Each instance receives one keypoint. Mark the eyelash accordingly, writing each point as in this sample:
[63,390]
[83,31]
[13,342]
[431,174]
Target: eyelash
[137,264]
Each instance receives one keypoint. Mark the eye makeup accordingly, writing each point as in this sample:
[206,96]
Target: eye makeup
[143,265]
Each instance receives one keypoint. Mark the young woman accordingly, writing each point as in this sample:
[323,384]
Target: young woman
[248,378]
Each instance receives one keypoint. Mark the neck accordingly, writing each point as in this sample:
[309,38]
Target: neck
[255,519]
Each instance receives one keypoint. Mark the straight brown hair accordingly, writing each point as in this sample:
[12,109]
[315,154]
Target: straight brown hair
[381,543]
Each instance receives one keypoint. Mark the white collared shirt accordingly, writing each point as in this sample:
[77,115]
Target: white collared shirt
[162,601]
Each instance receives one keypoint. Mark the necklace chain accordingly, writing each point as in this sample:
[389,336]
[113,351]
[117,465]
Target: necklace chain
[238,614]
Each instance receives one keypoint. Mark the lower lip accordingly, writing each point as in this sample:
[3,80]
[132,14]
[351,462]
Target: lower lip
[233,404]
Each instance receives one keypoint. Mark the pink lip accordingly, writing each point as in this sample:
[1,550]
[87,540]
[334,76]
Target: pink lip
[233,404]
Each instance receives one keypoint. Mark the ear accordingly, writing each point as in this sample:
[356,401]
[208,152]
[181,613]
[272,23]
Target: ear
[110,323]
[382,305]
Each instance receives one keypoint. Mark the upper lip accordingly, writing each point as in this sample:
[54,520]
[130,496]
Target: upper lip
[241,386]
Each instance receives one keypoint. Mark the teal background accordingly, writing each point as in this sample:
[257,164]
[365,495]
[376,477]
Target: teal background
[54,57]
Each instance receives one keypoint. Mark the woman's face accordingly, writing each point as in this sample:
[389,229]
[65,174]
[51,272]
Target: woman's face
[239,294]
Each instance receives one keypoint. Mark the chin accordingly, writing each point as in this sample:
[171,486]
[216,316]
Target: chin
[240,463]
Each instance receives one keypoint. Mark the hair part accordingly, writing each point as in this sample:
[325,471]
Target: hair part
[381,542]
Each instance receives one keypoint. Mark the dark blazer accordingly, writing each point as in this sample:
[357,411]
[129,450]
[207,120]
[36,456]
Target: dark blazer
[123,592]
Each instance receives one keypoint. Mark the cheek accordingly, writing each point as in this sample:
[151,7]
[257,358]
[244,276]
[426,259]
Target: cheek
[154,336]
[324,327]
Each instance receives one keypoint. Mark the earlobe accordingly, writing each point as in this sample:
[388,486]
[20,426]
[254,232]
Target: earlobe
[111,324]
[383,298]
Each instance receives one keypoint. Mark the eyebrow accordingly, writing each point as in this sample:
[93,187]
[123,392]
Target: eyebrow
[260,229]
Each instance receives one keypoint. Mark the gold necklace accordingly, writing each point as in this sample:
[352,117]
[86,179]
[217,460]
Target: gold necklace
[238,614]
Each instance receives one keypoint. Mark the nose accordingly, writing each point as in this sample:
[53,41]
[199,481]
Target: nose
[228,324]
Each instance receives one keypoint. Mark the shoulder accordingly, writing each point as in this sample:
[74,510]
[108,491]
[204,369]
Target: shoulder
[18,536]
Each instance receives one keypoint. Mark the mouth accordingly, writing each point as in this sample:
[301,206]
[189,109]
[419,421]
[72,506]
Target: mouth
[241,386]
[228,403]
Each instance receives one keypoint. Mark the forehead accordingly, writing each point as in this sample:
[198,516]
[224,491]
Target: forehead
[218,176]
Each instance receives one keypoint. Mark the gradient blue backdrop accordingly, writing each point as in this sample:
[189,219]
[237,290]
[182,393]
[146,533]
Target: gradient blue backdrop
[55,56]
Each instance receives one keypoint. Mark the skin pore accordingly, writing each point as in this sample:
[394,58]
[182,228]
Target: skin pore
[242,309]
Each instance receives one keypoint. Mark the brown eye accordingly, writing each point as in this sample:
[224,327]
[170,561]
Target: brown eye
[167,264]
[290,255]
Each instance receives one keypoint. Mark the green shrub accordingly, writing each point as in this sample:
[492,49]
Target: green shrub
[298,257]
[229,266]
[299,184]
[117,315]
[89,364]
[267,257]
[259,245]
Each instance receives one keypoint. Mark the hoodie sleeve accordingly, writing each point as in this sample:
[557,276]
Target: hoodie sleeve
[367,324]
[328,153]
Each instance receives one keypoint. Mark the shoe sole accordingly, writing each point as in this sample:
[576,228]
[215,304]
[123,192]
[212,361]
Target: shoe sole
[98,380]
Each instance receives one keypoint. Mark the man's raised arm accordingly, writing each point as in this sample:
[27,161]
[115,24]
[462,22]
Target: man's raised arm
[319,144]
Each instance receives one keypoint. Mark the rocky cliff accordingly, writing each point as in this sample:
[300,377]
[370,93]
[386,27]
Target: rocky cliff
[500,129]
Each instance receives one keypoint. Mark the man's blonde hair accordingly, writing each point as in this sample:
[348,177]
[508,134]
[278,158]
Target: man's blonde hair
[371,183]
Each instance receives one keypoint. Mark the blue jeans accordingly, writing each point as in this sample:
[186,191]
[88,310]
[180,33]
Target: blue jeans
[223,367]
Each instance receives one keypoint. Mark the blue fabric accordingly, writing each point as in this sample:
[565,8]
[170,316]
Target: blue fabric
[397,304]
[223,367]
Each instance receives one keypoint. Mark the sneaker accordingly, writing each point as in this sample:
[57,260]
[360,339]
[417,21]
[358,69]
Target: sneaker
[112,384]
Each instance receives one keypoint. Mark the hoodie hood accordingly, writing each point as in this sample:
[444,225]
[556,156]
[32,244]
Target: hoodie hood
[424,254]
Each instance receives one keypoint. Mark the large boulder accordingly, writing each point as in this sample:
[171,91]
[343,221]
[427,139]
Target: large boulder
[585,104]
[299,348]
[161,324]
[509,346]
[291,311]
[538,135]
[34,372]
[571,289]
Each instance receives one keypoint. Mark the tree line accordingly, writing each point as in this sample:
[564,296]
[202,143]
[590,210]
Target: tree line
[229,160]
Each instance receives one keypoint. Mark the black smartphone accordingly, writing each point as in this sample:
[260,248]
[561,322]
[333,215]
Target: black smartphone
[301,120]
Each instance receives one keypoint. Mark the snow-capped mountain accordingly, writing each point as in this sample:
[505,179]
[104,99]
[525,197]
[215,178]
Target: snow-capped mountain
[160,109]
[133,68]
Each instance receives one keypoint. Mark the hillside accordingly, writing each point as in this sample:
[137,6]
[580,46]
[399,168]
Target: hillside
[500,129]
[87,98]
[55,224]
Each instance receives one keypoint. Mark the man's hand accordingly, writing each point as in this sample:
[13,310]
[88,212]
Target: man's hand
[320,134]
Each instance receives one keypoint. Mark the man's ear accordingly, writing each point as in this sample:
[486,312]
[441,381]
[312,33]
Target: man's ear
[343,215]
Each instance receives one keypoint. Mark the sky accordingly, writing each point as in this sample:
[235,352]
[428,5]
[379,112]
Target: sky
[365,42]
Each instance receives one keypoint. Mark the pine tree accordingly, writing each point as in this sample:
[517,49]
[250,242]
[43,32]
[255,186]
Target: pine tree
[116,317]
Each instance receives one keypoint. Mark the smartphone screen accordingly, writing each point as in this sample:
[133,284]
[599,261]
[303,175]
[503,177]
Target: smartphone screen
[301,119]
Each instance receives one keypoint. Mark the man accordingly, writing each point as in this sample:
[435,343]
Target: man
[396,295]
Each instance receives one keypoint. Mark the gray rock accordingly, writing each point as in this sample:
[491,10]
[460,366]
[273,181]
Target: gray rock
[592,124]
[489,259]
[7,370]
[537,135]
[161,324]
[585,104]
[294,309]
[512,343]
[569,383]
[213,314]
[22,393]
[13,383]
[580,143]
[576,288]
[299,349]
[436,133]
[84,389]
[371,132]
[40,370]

Work to be completed ▸ Output without any change every line from the one containing "Each instance receives one keypoint. Mark the hillside" up to and including the final line above.

Written solution ▸
Each instance receives one keypoint. Mark the hillside accordingly, writing each point as in this sample:
[137,6]
[580,46]
[399,168]
Target: hillside
[500,129]
[87,98]
[55,224]
Each instance receives one keypoint. Mark the man's hand accordingly, writing each point as in this sample:
[13,310]
[88,212]
Target: man's hand
[320,134]
Each instance receives one keypoint. Mark the man's ear accordingly, writing each point as in this sample:
[486,312]
[441,381]
[312,33]
Target: man's ear
[343,215]
Each instance receives one keypoint. Mark the sky accordingly, writing each point as in this sample:
[235,352]
[428,5]
[379,112]
Target: sky
[365,42]
Each instance receives one keypoint. Mark the pine tree accordingly, writing each point as in this sample:
[517,49]
[250,242]
[43,32]
[255,186]
Target: pine tree
[116,317]
Each instance receives one keypoint. Mark the smartphone screen accordingly, writing each point as in this sample:
[133,284]
[599,261]
[303,175]
[503,177]
Target: smartphone screen
[301,119]
Each instance receives one keypoint. Mark the man accordingly, writing each point as in this sample:
[435,343]
Target: man
[396,295]
Each instance receives one keypoint. Mark the gray rock accordingly, writing each point as in this sample:
[491,10]
[460,366]
[273,181]
Target: gray rock
[592,124]
[489,259]
[7,370]
[537,135]
[161,324]
[585,104]
[294,309]
[512,343]
[569,383]
[213,314]
[22,393]
[13,383]
[580,143]
[576,288]
[299,349]
[436,133]
[84,389]
[371,132]
[40,370]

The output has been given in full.